▸ **OBIETTIVO 1**
Rispondi a queste domande sul testo della prima mungitura:
(a) Che nome fu dato alla capra robusta di Nilde?
(b) A che età il capretto di Iole tentava già di montare la madre?
(c) Che cosa teneva nascosto nella mano chi scrive per riuscire a prendere la capra?
▸ **OBIETTIVO 2**
Estrai dai dati ogni riga che contiene la parola "camouflage", rispettando maiuscole e minuscole.

▸ **ESTRATTO PAGINA**
┄┄┄┄┄┄┄┄┄┄

Le Mie Capre:la prima mungitura(2° parte)

Tre capretti, saltellanti, con una femmina destinata alla rimonta, e due maschi che avrebbero avuto destini distanti da quelli di Norma, così chiamai la capra robusta di Nilde... qui il resto della prima parte


...
Le settimane trascorsero veloci, mentre si allungavano le giornate ed il caldo tornava a padroneggiare.
Il primo capretto, quello di Iole, era divenuto un Becchetto assai vispo e determinato: a due mesi e mezzo già tentava di montare la madre, e seppur solo di un prematuro approccio si stesse trattando, dovetti presto separarlo dal resto del gregge.
Sin che son piccini e carini, poppano e belano, saltellano e zampettano possono stare con la madre, le altre femmine e gli altri maschietti, ma poi cambiano atteggiamento e da un giorno all'altro ci fanno capire che loro al mondo son venuti per fare i Becchi, e non i pupazzetti simpatici e coccolosi, e tutto cambia...
Parlerò di questo in futuro, e per adesso vorrei concentrarmi sulla madre ed il suo latte.
Una volta allontanato il figlio, la madre ha latte e necessità impellenti: la mammella deve essere svuotata.
Era la mia prima volta che "addomesticavo" una capra per essere munta, e non mi vergogno a dire che la Iole mi fece sudare sette camicie, e mi fece anche imprecare tantissimo dentro a quella stallina con poca luce.
Lei si lasciava avvicinare, toccare, accarezzare e mi aveva sempre permesso di starle intorno anche quando aveva il capretto...
...ma mungerla era tutt'altro che facile e scontato.

La prima volta.
Avevo allontanato il capretto al mattino, ed avvicinandosi l'imbrunire, entrai in stalla deciso, munito di sgabellino e secchio di metallo.  Lei scappava, come scapperebbe un bambino di fronte all'infermiera che vuole fargli una puntura.  Scappava, salvo poi rifermarsi, farmi accostare, e toccarle il bacino, le gambe, ma come sfioravo la mammella lei pareva avere l'argento vivo addosso.
Per prenderla dovetti usare la forza e l'inganno, e quei chicchi di mais nascosti nella mano mi aiutarono più di mille corde strette; ma ben presto il suo mangiare terminò, e quei due schizzi di latte (per giunta pure fuori dal secchio) non erano serviti ad altro che farla essere ancora più impaurita.
Mi sedetti, e ricordo perfettamente che lasciai che riprendesse fiato, mi si accostasse nuovamente a leccarmi il sudore (le capre impazziscono per il salato) e che riprendesse a mangiucolare un qualche chicco che mi era sfuggito dalla mano.
Come potevo CONVINCERLA senza spaventarla?
Come potevo farle comprendere che non volevo nuocerle ma solo darle sollievo?
Come potevo spingerla a fidarsi di me anche mentre le sfioravo la mammella tesa, gonfia e dolorante?
La spinsi con le braccia verso la parete della stalla, e con il mio fianco sinistro la tenni schiacciata e costretta in quella posizione.  Con una mano le presi la mammella, salvo poi ricevere il più grande calcione che un quattrozampe mi avesse mai dato sino ad allora.

┄┄┄┄┄┄┄┄┄┄

(Estratti di dataset sul puntamento di oggetti)
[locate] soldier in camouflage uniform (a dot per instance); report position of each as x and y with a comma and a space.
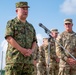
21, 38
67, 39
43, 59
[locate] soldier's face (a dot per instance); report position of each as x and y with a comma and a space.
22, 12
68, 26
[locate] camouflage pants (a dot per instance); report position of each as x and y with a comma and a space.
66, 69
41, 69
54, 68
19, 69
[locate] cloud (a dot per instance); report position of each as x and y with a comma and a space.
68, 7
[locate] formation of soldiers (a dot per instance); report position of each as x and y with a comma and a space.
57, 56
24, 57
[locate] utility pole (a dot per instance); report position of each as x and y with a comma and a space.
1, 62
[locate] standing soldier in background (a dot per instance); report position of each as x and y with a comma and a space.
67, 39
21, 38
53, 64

┄┄┄┄┄┄┄┄┄┄

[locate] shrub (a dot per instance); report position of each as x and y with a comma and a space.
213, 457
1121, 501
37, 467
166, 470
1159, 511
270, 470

┄┄┄┄┄┄┄┄┄┄

▸ **SOLUZIONE SCRITTA 1**
(a) Norma.
(b) A due mesi e mezzo.
(c) Dei chicchi di mais.

▸ **SOLUZIONE SCRITTA 2**
[locate] soldier in camouflage uniform (a dot per instance); report position of each as x and y with a comma and a space.
[locate] camouflage pants (a dot per instance); report position of each as x and y with a comma and a space.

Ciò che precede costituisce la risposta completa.